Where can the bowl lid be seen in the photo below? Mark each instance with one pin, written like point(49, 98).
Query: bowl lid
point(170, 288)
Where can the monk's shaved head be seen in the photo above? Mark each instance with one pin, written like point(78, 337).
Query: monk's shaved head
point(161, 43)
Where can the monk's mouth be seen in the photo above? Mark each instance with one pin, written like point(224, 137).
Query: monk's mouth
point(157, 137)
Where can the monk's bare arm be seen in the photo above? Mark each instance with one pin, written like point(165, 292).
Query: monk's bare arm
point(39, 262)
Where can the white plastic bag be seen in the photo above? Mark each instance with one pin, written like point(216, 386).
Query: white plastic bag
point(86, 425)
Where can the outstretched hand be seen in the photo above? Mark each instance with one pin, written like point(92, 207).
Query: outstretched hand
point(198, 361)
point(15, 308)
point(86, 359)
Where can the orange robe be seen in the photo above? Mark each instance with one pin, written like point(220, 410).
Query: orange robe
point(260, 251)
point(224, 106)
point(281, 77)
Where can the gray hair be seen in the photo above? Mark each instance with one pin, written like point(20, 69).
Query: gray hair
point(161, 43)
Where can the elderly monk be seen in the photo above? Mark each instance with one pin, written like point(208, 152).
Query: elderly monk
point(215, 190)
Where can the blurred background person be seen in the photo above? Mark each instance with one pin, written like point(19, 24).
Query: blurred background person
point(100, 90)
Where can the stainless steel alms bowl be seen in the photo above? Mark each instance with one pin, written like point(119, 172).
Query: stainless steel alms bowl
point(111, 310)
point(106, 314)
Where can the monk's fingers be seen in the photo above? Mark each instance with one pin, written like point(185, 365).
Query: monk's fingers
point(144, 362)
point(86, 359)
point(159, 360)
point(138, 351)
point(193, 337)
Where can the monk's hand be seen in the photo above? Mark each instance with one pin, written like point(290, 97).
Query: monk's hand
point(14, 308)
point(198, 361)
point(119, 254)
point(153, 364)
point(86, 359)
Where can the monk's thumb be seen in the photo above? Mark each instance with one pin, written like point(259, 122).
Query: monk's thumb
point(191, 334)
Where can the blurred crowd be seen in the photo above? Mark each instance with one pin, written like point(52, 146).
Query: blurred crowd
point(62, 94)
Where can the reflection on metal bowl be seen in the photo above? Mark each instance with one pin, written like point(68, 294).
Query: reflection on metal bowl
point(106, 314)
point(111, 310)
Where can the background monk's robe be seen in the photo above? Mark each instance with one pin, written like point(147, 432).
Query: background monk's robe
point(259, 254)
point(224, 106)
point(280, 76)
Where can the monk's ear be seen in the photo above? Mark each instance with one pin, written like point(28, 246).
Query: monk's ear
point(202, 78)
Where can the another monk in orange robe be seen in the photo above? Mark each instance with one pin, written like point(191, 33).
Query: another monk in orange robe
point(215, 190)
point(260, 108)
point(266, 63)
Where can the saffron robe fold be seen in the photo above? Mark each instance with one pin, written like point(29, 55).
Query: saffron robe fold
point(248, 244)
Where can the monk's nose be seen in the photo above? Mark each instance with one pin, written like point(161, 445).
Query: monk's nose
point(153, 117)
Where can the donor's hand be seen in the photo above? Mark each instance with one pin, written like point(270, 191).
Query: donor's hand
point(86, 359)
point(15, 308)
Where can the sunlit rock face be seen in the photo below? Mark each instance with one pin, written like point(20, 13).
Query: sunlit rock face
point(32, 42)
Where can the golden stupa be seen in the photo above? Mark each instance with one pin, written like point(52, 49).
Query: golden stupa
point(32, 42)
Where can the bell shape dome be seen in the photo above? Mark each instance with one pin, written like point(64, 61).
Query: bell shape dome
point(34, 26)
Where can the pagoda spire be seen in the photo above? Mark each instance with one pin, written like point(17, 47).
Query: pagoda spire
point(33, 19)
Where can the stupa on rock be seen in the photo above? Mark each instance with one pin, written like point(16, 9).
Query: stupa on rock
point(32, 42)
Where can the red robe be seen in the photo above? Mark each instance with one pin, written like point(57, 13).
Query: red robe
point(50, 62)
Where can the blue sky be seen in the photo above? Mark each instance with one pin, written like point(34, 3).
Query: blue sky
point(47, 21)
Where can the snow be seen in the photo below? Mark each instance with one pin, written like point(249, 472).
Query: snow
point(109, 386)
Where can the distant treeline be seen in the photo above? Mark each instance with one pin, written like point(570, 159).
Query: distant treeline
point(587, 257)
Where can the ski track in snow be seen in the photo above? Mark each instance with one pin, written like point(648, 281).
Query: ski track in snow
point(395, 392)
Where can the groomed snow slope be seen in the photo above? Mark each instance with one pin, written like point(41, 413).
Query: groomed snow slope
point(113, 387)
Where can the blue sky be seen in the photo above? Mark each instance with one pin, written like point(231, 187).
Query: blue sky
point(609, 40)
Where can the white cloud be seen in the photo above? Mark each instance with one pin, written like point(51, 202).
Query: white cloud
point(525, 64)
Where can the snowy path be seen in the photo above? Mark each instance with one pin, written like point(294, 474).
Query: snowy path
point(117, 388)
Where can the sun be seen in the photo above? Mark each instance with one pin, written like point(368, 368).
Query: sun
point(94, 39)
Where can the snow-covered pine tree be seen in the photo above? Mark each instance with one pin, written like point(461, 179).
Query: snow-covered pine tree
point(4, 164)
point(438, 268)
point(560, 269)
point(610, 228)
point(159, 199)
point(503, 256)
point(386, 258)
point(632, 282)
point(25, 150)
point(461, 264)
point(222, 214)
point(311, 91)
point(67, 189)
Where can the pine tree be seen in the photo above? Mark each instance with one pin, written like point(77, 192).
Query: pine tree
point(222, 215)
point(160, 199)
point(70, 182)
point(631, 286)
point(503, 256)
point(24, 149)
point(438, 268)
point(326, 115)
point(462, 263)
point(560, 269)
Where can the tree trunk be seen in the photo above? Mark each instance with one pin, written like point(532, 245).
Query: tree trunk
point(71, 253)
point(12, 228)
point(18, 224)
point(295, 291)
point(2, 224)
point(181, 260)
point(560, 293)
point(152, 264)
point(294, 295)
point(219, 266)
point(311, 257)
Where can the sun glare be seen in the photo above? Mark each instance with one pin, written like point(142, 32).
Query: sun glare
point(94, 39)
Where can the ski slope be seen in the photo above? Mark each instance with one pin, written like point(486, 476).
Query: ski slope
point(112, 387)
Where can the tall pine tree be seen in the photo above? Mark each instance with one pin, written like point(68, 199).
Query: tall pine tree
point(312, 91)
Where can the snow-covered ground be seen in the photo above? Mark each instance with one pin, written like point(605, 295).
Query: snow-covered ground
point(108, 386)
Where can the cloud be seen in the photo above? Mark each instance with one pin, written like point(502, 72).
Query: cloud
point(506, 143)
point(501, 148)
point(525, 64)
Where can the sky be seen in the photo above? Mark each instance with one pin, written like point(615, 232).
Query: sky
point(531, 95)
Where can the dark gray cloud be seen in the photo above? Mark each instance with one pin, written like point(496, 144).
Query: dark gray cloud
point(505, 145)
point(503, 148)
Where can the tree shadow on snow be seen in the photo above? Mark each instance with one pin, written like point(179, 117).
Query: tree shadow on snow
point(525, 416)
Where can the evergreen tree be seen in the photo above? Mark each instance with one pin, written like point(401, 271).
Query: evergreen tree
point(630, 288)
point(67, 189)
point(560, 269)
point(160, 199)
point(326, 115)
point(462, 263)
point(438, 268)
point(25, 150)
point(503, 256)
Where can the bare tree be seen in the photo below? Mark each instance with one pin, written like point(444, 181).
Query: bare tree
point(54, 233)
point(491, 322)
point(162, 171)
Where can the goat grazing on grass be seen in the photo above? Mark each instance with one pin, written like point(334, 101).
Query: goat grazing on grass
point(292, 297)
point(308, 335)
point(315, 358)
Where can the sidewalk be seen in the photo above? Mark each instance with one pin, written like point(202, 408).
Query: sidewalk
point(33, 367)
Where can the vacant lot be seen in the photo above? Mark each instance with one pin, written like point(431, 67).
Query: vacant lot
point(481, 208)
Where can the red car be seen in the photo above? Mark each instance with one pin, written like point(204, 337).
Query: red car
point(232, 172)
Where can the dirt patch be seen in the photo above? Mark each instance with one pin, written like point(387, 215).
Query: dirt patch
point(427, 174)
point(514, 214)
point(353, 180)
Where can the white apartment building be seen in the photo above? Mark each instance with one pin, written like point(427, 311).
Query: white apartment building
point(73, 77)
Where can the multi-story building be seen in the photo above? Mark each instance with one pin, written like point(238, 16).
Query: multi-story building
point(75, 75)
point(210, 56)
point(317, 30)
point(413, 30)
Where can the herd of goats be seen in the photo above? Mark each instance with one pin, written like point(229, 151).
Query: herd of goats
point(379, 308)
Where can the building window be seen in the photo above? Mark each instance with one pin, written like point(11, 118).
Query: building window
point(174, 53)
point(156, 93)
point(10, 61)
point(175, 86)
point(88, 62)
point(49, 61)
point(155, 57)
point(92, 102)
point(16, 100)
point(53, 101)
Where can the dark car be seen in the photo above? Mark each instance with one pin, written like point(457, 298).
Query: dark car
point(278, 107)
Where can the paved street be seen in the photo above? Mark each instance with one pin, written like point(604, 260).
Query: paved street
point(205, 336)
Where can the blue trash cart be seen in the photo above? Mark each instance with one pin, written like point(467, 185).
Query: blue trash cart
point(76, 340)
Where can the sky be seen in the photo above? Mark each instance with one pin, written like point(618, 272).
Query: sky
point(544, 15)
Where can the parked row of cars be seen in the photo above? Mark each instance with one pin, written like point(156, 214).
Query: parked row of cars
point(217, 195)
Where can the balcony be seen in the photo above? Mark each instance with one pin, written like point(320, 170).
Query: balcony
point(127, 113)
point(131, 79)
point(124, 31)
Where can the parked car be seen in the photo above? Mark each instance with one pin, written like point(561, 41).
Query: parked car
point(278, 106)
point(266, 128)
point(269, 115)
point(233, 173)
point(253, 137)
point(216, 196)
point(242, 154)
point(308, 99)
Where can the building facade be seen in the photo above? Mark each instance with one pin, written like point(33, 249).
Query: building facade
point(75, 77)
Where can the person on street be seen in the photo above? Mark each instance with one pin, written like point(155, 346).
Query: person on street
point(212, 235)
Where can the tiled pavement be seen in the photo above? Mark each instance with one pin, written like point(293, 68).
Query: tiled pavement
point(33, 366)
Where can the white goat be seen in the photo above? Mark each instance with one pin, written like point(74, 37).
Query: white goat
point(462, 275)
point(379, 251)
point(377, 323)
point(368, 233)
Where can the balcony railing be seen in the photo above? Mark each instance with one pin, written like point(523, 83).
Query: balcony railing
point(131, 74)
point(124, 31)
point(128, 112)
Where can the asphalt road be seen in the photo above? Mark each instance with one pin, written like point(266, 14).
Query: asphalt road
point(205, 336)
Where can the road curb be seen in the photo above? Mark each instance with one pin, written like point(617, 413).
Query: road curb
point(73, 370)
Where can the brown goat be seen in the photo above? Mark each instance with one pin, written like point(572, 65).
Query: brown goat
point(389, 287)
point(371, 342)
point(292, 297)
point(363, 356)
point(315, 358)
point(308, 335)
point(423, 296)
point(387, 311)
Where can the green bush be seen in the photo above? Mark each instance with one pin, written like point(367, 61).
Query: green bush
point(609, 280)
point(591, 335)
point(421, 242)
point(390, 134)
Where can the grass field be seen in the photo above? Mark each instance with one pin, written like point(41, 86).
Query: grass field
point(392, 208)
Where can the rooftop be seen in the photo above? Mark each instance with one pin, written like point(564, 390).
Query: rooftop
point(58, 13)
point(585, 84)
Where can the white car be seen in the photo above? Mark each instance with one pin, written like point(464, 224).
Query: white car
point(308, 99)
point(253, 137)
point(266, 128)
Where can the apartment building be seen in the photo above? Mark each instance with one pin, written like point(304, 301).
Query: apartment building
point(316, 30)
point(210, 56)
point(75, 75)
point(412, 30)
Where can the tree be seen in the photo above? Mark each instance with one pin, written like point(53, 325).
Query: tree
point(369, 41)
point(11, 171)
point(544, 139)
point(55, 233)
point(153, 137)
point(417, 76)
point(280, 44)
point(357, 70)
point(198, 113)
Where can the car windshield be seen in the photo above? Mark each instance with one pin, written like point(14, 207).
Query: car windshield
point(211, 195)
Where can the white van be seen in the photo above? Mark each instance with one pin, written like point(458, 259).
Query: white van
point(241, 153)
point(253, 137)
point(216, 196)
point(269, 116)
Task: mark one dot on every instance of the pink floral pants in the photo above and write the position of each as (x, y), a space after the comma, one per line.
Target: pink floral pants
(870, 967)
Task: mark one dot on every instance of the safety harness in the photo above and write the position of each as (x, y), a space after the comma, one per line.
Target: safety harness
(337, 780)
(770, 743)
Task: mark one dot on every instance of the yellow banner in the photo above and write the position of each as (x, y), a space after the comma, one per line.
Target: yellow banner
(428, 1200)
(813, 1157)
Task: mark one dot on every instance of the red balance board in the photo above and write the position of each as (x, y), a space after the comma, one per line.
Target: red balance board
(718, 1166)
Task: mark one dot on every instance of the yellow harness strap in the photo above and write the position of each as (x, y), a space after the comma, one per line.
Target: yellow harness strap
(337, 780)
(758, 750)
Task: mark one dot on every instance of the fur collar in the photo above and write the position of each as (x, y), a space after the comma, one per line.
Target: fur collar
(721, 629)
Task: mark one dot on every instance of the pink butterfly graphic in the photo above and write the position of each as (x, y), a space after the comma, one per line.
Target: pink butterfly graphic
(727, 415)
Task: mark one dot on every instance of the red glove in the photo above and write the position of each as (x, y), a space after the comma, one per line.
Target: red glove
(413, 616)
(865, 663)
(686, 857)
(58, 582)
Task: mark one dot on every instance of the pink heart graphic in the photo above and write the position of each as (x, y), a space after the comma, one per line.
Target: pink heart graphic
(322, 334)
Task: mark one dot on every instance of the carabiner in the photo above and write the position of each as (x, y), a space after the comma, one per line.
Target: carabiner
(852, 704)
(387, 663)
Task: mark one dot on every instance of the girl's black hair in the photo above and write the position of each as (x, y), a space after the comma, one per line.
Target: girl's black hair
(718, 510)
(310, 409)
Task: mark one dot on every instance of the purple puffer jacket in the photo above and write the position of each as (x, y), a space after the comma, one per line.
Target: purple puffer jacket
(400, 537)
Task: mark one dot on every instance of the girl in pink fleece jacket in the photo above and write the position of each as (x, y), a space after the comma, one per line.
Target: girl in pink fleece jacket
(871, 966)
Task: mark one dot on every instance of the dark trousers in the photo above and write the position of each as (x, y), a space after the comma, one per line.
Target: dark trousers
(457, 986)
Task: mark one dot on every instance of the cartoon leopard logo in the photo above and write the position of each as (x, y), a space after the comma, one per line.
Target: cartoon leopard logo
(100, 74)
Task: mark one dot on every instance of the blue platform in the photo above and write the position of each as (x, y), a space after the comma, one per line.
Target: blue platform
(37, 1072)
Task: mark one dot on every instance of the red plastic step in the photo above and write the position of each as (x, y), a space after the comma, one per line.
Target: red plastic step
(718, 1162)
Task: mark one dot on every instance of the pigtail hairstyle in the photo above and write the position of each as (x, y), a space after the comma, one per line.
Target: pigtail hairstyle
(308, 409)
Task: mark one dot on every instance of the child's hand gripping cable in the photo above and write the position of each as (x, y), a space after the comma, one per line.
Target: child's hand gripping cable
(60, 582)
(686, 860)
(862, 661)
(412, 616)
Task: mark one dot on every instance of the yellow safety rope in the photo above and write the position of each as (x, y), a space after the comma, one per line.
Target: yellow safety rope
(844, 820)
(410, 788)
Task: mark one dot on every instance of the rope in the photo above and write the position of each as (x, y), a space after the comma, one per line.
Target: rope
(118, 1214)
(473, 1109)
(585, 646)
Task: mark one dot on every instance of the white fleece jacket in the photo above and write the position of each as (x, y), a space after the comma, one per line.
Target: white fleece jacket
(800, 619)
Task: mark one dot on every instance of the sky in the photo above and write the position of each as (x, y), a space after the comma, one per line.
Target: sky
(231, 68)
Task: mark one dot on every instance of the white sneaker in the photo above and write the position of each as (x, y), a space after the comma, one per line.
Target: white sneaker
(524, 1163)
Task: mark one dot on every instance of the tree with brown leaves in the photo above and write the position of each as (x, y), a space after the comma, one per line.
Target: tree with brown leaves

The task. Copy the entries above word for word, starting with their first line and going on through the line that contains "point(281, 77)".

Answer to the task.
Where can the bowl lid be seen in the photo below? Mark each instance with one pin, written like point(49, 98).
Query: bowl lid
point(170, 288)
Where can the monk's shaved head be seen in the photo above? Mark each instance with one pin, written like point(78, 337).
Query: monk's shaved head
point(161, 43)
Where can the monk's mouth be seen in the photo above? Mark each instance with one pin, written like point(224, 137).
Query: monk's mouth
point(157, 137)
Where can the monk's bare arm be seen in the photo above? Mark each instance with one pin, written like point(165, 292).
Query: monk's bare arm
point(39, 262)
Where can the white plastic bag be seen in the photo above? Mark each instance with one pin, written like point(216, 386).
Query: white plastic bag
point(86, 425)
Where can the outstretched hand be seen in the photo above? Mark each instance with one pin, written like point(92, 207).
Query: outstretched hand
point(198, 361)
point(15, 308)
point(86, 359)
Where can the orange robe be seen in the photo above? Mark each instance with one pin, written like point(220, 410).
Query: orange robe
point(260, 251)
point(224, 106)
point(281, 77)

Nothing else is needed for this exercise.